Main Inflation Pressure Hasn’t Come Yet, Experts Say

Main Inflation Pressure Hasn’t Come Yet, Experts Say
A customer at a 76 gas station in San Anselmo, Calif., on March 3, 2021. (Justin Sullivan/Getty Images)
Petr Svab
5/27/2021
Updated:
5/28/2021
News Analysis

The recent uptick in inflation is no cause for panic, although there could be more to come, particularly if the government or the Federal Reserve overreacts, several experts told The Epoch Times.

The Consumer Price Index (CPI), a proxy for inflation, rose 4.2 percent year-over-year in April—the highest figure reported by the Bureau of Labor Statistics since the Great Recession of 2008. Fed officials expressed surprise at the uptick, but also announced that higher inflation will be tolerated for some time.

The increase actually isn’t as dramatic as it seems, the experts said. They indicated that the spike reflects the recovery from the economic downturn and government restrictions triggered by the COVID-19 pandemic. Indeed, if one compares the April CPI with the pre-pandemic figure from February 2020 and adjusts for seasonal changes, the increase adds up to about 3.1 percent.

That, however, still represents an acceleration from the previous trend of less than 2 percent growth.

Part of that increase stems from the money the Fed printed to fund multiple economic stimulus packages and various measures to shore up financial markets, according to Norbert Michel, an expert on financial markets and monetary policy and director of the Center for Data Analysis at the conservative Heritage Foundation.

Usually, when the government borrows money, it’s backed by Treasury securities bought with existing dollars by individuals, companies, and governments. This time, however, a major share of the $5.6 trillion in COVID-related government spending was funded through securities bought by the Fed with brand new dollars. The Fed now holds more than $5 trillion in U.S. debt, up from some $2.5 trillion in February 2020.

The result is that Americans and their businesses still have some money to spend and cover their bills, despite the economy severely contracting and still lagging behind its February high. If demand outpaces what the economy can currently supply, the buying pressure will bid up prices.

Some of that has likely happened already, Michel said, but “it’s clear there’s a lot left.”

“You see a very big increase in personal disposable income, even on a per capita basis. So far, a lot of that money has been saved because you have this drop-off in demand, so there is a concern as to what happens as the recovery takes off,” he said.

That hasn’t happened yet, and it would be an overreaction on the Fed’s part to try to tighten the money supply, he stated.

“It’s possible that this is a beginning of an upward trend, but we’re not going to know that for a little while yet, for at least another six months,” he added.

The problem may lie in the opposite extreme, according to Ryan Young, senior fellow at the pro-free market Competitive Enterprise Institute.

“I’m almost worried more about the government trying to hyperstimulate the economy because they want growth to get back to the previous trendline and the way politicians work is that would mean more spending, more stimulus, more infrastructure, more debt, more deficit,” he said.

“These are not sustainable strategies and supposing they do induce a boom, the trade-off for that is there’s going to be a bust later, leaving us no better off than before.”

The Biden administration’s $2 trillion infrastructure plan seems to push in that direction. It would certainly give banks something profitable to sink their excess reserves in, as the risk of such projects would be essentially carried by taxpayers, even if through an eventual bailout, as some other experts have previously said.

== Task goal ==
From the inflation news analysis above, extract the stretch from "The increase actually" through "about 3.1 percent.", copying it word for word.

== Dataset extract ==
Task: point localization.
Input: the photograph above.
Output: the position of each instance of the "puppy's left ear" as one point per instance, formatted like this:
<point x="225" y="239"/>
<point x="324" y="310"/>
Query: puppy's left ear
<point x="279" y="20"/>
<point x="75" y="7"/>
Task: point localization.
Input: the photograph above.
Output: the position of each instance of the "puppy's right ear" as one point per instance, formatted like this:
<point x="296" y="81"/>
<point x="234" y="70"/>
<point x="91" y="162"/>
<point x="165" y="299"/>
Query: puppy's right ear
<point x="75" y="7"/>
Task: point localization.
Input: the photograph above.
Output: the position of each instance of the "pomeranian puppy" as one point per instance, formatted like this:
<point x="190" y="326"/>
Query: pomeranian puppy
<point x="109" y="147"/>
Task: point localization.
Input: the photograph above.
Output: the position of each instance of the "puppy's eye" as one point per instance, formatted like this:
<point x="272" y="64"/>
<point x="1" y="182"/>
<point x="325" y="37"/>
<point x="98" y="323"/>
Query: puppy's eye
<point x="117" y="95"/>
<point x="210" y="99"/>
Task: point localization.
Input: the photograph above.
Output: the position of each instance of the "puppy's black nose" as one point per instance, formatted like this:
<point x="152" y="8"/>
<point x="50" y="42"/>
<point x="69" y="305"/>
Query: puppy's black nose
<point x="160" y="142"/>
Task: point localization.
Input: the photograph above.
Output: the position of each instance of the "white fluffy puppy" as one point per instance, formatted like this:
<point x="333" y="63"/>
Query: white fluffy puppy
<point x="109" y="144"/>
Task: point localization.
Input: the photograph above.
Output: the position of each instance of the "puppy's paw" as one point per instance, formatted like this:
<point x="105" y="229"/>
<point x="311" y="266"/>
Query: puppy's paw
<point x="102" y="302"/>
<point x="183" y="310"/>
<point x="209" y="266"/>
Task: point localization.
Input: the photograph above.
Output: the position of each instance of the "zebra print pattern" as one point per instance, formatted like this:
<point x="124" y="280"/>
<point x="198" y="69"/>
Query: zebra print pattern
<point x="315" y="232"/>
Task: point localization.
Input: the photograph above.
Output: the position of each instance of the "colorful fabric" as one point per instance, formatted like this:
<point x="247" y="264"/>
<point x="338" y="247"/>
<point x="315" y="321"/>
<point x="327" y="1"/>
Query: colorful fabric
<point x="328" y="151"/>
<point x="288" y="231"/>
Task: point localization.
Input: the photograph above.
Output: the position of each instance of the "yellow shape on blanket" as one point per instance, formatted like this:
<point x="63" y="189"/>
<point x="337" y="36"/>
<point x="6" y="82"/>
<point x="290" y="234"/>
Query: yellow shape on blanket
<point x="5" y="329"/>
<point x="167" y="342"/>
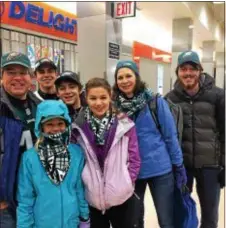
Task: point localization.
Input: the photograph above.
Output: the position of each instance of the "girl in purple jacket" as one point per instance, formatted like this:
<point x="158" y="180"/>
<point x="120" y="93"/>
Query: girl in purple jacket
<point x="112" y="159"/>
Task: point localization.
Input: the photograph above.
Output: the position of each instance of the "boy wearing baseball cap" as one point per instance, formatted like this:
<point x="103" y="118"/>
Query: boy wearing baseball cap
<point x="46" y="73"/>
<point x="68" y="89"/>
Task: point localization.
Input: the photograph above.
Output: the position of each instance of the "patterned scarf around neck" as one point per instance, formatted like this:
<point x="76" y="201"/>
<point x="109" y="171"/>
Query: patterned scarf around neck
<point x="54" y="155"/>
<point x="131" y="106"/>
<point x="99" y="126"/>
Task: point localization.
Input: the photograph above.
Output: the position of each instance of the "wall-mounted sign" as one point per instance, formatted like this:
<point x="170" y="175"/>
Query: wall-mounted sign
<point x="148" y="52"/>
<point x="113" y="50"/>
<point x="123" y="9"/>
<point x="39" y="17"/>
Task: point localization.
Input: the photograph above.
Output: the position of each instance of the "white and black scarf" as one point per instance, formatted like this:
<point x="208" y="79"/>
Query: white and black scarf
<point x="99" y="126"/>
<point x="54" y="155"/>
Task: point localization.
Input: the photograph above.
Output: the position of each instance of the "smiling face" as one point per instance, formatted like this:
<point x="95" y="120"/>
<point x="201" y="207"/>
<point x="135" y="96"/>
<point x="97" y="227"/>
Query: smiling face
<point x="98" y="100"/>
<point x="126" y="81"/>
<point x="189" y="76"/>
<point x="46" y="76"/>
<point x="16" y="80"/>
<point x="54" y="126"/>
<point x="69" y="93"/>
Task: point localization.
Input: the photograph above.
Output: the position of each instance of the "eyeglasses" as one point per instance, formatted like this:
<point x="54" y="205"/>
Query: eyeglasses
<point x="13" y="73"/>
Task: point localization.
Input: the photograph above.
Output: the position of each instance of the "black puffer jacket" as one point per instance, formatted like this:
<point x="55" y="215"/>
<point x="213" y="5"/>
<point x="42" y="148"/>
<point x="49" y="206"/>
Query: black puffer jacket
<point x="203" y="141"/>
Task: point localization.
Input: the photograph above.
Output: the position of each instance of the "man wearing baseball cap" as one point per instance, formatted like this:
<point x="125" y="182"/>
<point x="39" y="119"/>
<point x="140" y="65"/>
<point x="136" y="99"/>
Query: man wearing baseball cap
<point x="46" y="74"/>
<point x="68" y="89"/>
<point x="203" y="140"/>
<point x="17" y="116"/>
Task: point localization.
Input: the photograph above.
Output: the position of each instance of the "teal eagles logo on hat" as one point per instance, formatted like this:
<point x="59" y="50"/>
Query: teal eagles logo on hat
<point x="13" y="56"/>
<point x="17" y="58"/>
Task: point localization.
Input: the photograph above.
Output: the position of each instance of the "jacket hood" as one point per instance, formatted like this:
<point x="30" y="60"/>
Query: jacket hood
<point x="206" y="82"/>
<point x="50" y="108"/>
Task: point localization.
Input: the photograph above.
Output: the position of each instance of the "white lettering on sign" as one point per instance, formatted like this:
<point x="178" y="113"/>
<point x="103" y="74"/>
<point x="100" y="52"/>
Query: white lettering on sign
<point x="124" y="9"/>
<point x="26" y="140"/>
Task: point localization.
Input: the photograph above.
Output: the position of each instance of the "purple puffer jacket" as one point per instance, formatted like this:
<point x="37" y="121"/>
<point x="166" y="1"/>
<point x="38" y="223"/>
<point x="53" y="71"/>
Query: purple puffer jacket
<point x="115" y="184"/>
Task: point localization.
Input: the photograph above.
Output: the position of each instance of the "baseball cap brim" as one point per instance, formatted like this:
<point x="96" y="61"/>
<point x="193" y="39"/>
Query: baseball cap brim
<point x="66" y="78"/>
<point x="16" y="63"/>
<point x="46" y="63"/>
<point x="193" y="63"/>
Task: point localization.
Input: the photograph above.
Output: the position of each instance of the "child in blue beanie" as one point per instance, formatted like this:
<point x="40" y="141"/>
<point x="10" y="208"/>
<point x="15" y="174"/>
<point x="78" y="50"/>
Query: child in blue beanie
<point x="50" y="190"/>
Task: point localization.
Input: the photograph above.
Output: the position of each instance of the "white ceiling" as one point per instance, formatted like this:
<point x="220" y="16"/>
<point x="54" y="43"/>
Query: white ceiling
<point x="163" y="13"/>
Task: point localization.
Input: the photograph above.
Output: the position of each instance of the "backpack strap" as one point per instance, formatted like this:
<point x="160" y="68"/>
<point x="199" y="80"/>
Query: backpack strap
<point x="153" y="106"/>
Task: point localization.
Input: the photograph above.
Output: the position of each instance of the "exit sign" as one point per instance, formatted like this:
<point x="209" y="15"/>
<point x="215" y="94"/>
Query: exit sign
<point x="123" y="9"/>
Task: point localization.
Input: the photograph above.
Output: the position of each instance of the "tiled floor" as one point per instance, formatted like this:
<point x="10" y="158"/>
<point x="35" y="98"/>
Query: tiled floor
<point x="150" y="214"/>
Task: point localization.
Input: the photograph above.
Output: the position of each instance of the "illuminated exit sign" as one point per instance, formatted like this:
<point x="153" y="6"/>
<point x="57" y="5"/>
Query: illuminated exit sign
<point x="123" y="9"/>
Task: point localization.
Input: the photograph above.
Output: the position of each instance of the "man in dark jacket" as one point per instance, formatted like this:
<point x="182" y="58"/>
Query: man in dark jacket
<point x="17" y="116"/>
<point x="203" y="141"/>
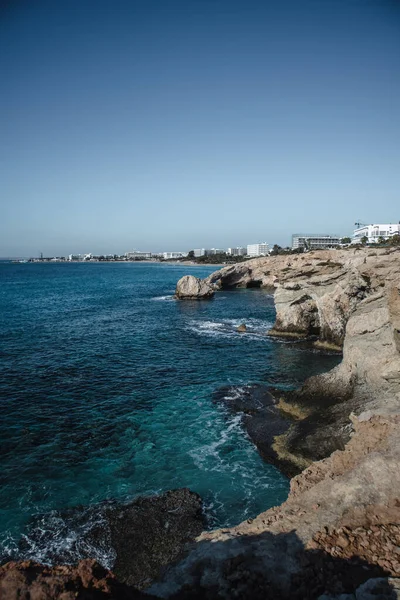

== Solution ==
The increase actually isn’t as dramatic as it seems, the experts said. They indicated that the spike reflects the recovery from the economic downturn and government restrictions triggered by the COVID-19 pandemic. Indeed, if one compares the April CPI with the pre-pandemic figure from February 2020 and adjusts for seasonal changes, the increase adds up to about 3.1 percent.